- [Records from a data collection]
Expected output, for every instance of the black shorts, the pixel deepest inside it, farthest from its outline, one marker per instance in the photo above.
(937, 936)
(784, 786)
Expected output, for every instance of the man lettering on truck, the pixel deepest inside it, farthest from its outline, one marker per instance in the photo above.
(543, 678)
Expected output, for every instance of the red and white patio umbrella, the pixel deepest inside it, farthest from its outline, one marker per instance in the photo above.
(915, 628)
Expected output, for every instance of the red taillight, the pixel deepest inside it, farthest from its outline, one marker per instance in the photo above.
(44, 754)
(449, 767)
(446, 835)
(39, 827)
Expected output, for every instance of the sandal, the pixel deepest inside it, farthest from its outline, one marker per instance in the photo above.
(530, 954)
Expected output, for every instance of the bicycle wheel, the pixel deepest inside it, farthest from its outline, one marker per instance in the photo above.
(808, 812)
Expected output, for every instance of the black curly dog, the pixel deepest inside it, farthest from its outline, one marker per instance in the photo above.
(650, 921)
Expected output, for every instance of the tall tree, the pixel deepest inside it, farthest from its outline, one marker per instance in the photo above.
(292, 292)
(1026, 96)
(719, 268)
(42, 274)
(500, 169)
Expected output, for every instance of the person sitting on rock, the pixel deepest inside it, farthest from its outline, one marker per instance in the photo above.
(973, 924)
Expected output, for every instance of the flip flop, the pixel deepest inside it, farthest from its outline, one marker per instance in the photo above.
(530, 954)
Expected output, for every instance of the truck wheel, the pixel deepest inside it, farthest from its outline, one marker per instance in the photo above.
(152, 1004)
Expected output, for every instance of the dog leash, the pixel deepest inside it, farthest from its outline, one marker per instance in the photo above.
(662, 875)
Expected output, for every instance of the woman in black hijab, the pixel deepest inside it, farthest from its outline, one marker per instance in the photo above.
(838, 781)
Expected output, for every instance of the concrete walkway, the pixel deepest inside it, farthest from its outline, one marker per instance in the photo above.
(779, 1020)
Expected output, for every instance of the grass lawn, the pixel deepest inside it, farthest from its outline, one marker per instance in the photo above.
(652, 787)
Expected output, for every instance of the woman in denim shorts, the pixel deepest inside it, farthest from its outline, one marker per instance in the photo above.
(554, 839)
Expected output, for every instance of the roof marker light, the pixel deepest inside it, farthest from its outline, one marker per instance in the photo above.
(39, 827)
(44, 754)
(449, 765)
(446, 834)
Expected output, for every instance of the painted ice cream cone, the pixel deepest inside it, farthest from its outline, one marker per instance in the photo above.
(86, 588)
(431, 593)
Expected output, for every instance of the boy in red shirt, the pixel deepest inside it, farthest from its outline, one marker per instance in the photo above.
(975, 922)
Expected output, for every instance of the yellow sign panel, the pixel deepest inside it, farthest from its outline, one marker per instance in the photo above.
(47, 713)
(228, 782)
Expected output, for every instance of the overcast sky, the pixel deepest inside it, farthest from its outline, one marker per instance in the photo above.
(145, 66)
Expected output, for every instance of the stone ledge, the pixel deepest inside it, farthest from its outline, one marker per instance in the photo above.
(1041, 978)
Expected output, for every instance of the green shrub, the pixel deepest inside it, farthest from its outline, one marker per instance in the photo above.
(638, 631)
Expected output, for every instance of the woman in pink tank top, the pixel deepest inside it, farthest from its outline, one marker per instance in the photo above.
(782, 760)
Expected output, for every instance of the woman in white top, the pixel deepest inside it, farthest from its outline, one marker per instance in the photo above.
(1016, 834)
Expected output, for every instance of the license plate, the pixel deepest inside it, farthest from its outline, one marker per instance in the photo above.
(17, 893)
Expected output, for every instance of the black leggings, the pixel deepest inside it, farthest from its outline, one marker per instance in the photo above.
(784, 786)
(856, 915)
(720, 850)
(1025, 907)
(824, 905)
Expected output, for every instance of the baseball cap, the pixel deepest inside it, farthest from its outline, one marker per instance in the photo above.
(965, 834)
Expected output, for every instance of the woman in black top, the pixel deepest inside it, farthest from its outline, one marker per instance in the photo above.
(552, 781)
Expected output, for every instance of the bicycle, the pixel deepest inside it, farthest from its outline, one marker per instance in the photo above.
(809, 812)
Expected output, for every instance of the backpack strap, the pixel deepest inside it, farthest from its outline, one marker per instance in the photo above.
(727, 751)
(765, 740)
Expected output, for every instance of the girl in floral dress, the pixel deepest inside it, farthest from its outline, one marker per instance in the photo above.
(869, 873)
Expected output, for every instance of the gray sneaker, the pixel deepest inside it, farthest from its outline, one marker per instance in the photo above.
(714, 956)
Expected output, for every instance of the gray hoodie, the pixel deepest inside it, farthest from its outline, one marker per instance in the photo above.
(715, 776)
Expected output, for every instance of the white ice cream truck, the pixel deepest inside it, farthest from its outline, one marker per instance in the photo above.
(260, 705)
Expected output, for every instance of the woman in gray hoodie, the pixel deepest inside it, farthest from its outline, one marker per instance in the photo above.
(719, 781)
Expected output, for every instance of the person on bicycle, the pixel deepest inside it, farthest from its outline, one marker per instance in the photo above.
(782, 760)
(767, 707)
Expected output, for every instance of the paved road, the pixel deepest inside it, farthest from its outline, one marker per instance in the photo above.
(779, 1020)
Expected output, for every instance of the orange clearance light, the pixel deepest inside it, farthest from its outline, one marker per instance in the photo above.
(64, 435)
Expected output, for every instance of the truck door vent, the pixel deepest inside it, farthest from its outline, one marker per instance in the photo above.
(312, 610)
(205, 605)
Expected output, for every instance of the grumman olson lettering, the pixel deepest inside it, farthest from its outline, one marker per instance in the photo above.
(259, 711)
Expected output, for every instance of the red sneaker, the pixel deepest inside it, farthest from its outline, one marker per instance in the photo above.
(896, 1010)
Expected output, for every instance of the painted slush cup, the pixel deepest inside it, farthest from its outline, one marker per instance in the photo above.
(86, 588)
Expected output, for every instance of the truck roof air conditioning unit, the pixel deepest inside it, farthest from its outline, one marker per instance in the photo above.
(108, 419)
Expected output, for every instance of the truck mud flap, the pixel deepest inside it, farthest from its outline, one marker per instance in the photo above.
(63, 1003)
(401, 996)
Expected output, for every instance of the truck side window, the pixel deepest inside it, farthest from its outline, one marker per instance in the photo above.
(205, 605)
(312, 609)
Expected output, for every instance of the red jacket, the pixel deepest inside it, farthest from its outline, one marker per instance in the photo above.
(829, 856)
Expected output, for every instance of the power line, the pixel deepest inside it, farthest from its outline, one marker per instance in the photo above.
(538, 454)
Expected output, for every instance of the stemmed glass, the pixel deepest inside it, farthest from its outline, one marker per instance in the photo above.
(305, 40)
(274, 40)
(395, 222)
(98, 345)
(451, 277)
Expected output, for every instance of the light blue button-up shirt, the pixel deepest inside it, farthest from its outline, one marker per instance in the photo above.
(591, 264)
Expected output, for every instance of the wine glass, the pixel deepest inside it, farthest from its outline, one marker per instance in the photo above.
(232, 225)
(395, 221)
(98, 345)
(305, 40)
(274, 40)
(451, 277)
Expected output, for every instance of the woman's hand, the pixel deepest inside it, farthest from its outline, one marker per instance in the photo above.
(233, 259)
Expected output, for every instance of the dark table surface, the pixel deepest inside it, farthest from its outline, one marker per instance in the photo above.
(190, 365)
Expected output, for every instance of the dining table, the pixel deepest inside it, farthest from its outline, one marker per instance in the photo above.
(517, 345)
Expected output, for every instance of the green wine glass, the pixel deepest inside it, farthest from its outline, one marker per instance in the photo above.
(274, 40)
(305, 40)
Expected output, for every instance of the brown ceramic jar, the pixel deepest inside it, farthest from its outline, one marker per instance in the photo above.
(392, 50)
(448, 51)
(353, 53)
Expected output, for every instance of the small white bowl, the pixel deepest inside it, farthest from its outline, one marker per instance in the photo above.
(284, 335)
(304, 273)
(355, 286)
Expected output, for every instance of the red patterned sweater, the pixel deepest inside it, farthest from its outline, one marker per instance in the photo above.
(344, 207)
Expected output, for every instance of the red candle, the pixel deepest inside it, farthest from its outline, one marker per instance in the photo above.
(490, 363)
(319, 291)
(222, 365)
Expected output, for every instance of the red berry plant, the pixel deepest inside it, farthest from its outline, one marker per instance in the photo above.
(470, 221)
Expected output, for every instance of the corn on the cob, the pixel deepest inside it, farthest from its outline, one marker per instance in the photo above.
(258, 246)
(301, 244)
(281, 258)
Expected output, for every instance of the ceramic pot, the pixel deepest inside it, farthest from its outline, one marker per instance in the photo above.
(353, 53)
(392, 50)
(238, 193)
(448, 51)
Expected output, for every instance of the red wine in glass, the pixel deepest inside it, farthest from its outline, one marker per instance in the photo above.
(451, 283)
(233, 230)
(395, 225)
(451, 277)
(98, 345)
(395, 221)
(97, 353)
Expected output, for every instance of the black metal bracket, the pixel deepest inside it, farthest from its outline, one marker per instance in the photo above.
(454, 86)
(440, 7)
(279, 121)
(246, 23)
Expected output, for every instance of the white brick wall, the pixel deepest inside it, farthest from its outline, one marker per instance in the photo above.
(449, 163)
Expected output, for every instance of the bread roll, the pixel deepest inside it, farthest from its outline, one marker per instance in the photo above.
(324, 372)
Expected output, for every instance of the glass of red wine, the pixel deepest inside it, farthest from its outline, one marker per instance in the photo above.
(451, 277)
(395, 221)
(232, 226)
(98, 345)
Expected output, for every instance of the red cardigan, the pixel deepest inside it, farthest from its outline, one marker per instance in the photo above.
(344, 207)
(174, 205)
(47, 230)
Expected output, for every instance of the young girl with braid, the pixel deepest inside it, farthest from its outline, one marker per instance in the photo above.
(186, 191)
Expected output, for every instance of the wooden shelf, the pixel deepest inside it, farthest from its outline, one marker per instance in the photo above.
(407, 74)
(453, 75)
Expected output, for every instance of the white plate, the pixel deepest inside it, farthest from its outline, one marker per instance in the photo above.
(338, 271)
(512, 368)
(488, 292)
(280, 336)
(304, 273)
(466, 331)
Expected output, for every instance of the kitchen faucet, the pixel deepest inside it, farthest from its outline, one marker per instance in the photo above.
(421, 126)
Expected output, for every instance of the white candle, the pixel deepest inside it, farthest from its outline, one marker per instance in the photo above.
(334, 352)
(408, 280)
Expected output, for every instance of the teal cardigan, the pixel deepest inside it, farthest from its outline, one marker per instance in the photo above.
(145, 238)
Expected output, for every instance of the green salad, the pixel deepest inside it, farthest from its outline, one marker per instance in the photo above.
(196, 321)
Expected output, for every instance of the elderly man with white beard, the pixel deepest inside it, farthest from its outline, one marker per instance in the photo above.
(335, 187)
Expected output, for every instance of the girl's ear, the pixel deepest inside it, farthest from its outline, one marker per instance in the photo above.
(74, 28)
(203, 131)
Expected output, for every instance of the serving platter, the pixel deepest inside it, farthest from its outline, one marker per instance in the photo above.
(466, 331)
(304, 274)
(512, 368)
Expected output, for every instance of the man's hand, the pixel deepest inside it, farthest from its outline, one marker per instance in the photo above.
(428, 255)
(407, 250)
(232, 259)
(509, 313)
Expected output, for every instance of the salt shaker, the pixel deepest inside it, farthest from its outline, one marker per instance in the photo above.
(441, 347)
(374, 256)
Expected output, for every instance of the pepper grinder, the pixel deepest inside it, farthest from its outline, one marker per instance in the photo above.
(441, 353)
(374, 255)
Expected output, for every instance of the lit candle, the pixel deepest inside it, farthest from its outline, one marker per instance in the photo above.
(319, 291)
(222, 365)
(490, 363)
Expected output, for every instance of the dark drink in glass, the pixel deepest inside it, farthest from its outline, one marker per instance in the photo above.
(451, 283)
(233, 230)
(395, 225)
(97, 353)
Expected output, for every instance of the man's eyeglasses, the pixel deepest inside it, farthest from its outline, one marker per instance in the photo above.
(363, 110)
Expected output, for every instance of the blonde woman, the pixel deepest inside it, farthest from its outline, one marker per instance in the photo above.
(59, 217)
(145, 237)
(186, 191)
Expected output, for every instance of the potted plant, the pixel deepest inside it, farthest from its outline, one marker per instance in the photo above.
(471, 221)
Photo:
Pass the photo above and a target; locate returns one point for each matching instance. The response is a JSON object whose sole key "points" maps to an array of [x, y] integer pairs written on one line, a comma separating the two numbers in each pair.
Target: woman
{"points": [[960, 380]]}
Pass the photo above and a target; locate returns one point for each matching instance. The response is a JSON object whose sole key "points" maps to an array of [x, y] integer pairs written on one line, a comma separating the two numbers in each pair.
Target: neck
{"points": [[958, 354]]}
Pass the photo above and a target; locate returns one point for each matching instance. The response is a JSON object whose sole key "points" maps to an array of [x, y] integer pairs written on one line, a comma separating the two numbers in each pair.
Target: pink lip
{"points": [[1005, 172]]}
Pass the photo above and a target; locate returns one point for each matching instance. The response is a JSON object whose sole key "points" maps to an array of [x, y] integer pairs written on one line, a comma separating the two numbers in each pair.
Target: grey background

- [STATED EXERCISE]
Rewrite the entries from the line with "Expected output, for every instance of the white ice" to the line with "(896, 1010)", putting "running shoe" in place of "sneaker" and keeping everything else the same.

- [RESPONSE]
Expected output, for every instance of the white ice cream truck, the pixel deepest inside it, farthest from its outline, one marker per instance in the photo above.
(260, 705)
Expected output, for every instance of the woman in gray hoodie, the pixel deepest inside it, farthest from its outline, one marker per instance in the photo above.
(719, 781)
Expected output, for every instance of the person on bicycle, the pixel deepest inside it, farthest from its outline, one marker per instance in the photo above.
(782, 760)
(767, 707)
Expected output, for every instance of the paved road, the pixel deepest inside it, farthest from its outline, one marker per instance in the photo above.
(779, 1020)
Expected output, for every instance of the orange clearance light, the pixel deepest inside it, farthest from its outline, one marker per instance in the photo above.
(64, 435)
Expected output, for every instance of the truck door vent, the pixel deepest inside it, farthest from its outline, one marker per instance in the photo above.
(312, 610)
(205, 605)
Expected output, for every instance of the grumman olson lettering, the pixel deepest inside it, farthest from its outline, one marker per instance in the photo above.
(259, 711)
Expected output, for every instance of the red running shoe, the pixel deepest inside it, farthest from its outline, one marker per instance in the photo above.
(896, 1010)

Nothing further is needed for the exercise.